**TASK BRIEF**
The entries that follow should be repeated exactly, with no pictures kept.

=== Section Start ===

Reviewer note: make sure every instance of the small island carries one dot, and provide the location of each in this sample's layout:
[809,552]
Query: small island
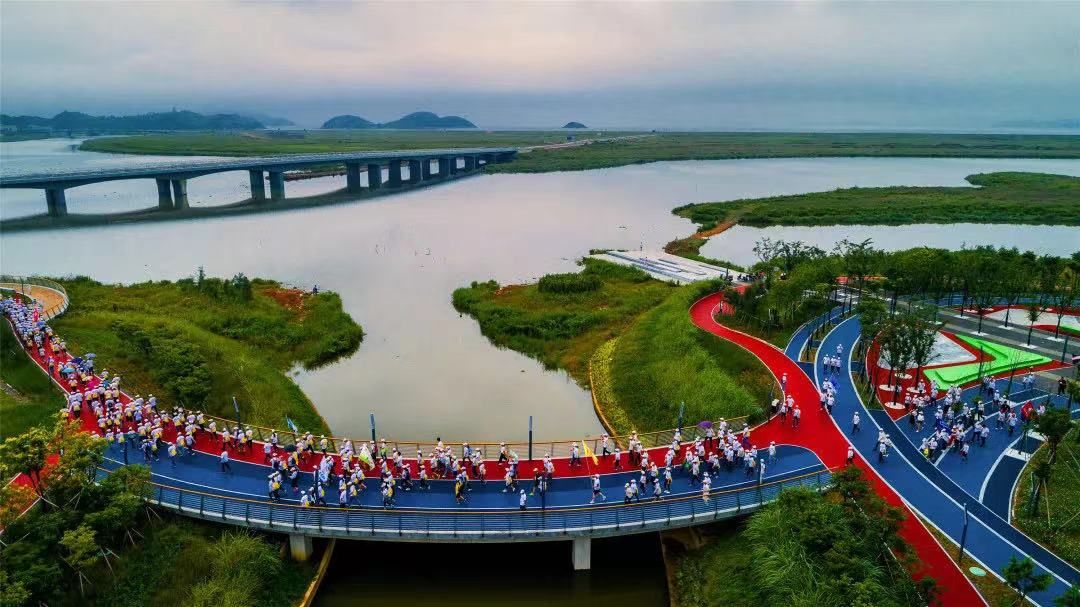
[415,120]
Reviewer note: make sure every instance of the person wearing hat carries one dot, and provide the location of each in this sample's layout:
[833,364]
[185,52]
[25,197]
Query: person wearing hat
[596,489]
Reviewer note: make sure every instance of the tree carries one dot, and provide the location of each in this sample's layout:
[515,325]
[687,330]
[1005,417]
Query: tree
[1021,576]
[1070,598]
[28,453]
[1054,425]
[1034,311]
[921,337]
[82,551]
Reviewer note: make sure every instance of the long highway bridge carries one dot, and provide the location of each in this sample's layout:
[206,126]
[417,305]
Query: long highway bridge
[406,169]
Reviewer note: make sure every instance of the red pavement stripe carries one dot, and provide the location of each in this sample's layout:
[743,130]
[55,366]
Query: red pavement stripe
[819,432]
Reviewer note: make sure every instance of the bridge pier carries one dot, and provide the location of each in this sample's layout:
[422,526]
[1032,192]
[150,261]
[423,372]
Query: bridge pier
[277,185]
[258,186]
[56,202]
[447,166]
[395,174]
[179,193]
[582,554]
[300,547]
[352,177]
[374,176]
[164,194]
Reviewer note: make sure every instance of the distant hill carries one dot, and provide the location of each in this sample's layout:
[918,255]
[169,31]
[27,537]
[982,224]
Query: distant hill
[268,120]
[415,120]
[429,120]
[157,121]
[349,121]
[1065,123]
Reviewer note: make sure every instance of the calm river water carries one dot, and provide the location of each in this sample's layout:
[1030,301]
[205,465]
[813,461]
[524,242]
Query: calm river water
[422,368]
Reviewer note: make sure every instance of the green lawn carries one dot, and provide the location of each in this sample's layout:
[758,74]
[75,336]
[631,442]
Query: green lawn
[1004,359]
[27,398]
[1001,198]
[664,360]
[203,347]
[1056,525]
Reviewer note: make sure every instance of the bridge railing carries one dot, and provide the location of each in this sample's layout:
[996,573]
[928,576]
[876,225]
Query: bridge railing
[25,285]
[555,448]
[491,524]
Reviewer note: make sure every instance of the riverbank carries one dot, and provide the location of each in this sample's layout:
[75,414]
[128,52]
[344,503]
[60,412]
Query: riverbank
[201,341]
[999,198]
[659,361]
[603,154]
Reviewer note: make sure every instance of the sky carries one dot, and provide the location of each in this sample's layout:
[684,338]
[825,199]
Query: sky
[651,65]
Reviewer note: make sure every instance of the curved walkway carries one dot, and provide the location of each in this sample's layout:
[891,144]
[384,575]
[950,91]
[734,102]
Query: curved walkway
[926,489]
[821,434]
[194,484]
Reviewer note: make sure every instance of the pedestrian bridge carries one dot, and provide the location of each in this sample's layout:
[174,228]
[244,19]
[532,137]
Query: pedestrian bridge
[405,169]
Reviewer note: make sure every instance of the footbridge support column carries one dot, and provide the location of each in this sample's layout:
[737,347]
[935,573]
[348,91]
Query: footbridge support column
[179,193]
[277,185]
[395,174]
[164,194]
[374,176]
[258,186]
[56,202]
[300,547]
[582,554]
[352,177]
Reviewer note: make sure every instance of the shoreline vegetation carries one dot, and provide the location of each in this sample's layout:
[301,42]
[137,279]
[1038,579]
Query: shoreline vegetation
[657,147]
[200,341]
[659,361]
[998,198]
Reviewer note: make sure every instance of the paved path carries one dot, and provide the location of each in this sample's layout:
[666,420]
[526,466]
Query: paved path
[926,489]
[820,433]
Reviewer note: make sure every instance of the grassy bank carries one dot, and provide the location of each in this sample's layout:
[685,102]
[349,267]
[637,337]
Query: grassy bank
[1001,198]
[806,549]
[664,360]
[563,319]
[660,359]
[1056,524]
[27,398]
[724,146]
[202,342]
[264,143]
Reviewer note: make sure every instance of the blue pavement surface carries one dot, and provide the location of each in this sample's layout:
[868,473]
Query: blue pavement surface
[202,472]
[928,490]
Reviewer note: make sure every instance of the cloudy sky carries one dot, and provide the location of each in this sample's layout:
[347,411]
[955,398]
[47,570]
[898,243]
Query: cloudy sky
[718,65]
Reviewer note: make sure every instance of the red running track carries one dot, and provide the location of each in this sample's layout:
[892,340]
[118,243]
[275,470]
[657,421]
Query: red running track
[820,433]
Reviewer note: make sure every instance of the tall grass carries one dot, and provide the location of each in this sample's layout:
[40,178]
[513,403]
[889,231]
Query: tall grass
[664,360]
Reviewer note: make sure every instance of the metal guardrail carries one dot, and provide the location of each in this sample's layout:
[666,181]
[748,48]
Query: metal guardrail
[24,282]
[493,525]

=== Section End ===

**ANSWER SECTION**
Reviewer note: make sure every instance of the small island carries one dot, and provide the location of each in this sample's layout:
[809,552]
Query: small island
[415,120]
Reviewer note: make sure every instance of the person wearing hat carries one dot, and provide the location of each in this sample's layout:
[833,364]
[185,52]
[25,197]
Query: person wearing hat
[596,489]
Reviewer note: make sure every instance of the tree carries one dot, and provide the location of each in this sample's layout:
[515,325]
[687,330]
[1005,417]
Query: tree
[1021,576]
[1070,598]
[28,453]
[1054,425]
[1034,311]
[921,337]
[82,551]
Reviewer note: make sure every instance of the long highway bridge carries one dot, and provide the location of each in this sample's layout:
[206,126]
[417,305]
Query: long highway bridge
[406,169]
Reviewer note: make sure every instance of the red pavement stripe carries one dot, and provide the location of each in this sample's layout:
[743,130]
[55,366]
Query: red pavement stripe
[819,432]
Reviewer note: make sure every instance of the bridge pier carries one dot, and provide the location of each in this sample's layout:
[422,526]
[1032,192]
[150,261]
[423,372]
Query: bridge pier
[277,185]
[258,186]
[56,202]
[447,166]
[395,174]
[179,193]
[582,554]
[300,547]
[352,177]
[374,176]
[164,194]
Reviewer note: make sure every instance of the distant hill carries one dot, and provide the location of each in this sample's layout:
[918,255]
[169,31]
[27,537]
[982,224]
Query: distant hill
[268,120]
[415,120]
[429,120]
[157,121]
[349,121]
[1065,123]
Reviewer note: make sure every instance of the calm river water carries one dot, and provide the location of each in this sample's layout:
[1030,301]
[205,465]
[813,461]
[524,242]
Query: calm river water
[422,368]
Reviewer note: make sure every instance of the green lawn carries one dot, and provide the location of each in this sample's layout:
[758,74]
[75,336]
[631,442]
Query: green lawn
[1004,359]
[27,398]
[1001,198]
[664,360]
[203,347]
[1056,525]
Reviewer note: make sure every instance of the bridge railing carries one dot, and provide the location of each in this sample's layout:
[996,573]
[928,576]
[876,225]
Query: bridge railing
[25,285]
[555,448]
[491,524]
Reviewer note: make sure every instance of the riverbank carries one dot, and provide the location of each in this sample's layout:
[75,414]
[128,52]
[344,503]
[60,412]
Query: riverbank
[201,341]
[999,198]
[659,361]
[603,154]
Reviewer note: make sure every instance of the sky carries one dot, and provide the location of each in this sample's layout:
[684,338]
[825,199]
Query: sky
[651,65]
Reviewer note: make sure every instance of the curved walkway carries one dot, and provide the location of each in this sample's layout:
[891,144]
[384,575]
[950,91]
[734,102]
Query: curved walkway
[926,489]
[821,434]
[194,484]
Reviewer note: make sure every instance of the pedestrian bridge carries one dot, and provide the location of each in this sample's layout:
[174,228]
[244,19]
[532,137]
Query: pedestrian bridge
[405,169]
Reviewer note: make sure every instance of the footbridge support column carries one dot, and provide the location of each in this sample's layout:
[737,347]
[935,573]
[348,91]
Query: footbridge support column
[179,193]
[277,185]
[395,174]
[164,194]
[374,176]
[258,186]
[56,202]
[300,547]
[582,554]
[352,177]
Reviewer note: make sure every instance of the shoreline vegetation carries one dot, and provide the location of each in this sample's layout:
[301,42]
[137,279]
[1038,579]
Query: shoreline vegetation
[657,147]
[200,341]
[659,361]
[998,198]
Reviewer note: make sure every instance of the paved path carries one dot, and provide the location of each in this sample's layout:
[666,420]
[526,466]
Query: paved path
[926,489]
[820,433]
Reviewer note: make sure every instance of the grassy bank carries one dot, and provide the location of each in this sample's layout:
[685,102]
[349,267]
[637,337]
Query: grassy bank
[1001,198]
[806,549]
[664,360]
[563,319]
[660,359]
[1056,524]
[27,398]
[724,146]
[202,342]
[264,143]
Reviewer note: make sure every instance of the blue pavement surface carries one dot, and provide the location of each in this sample's layout:
[868,473]
Query: blue pavement surface
[202,472]
[928,490]
Reviewer note: make sure every instance of the cloudy sky carries one dot, and provide the location of each in this sample's layout:
[347,411]
[955,398]
[47,570]
[898,243]
Query: cloudy sky
[718,65]
Reviewer note: make sure every instance of the red running track carries one dot, and provide the location of each in this sample's layout:
[892,340]
[118,243]
[275,470]
[657,421]
Query: red running track
[820,433]
Reviewer note: make sure every instance of the tall grass carries one dot, and provide the location of each in this sample's layout:
[40,178]
[513,403]
[889,231]
Query: tall grass
[664,360]
Reviewer note: make sure every instance of the metal guardrail carries one dot, and provide the location of each in this sample's layout:
[666,181]
[748,48]
Query: metal guardrail
[24,282]
[493,525]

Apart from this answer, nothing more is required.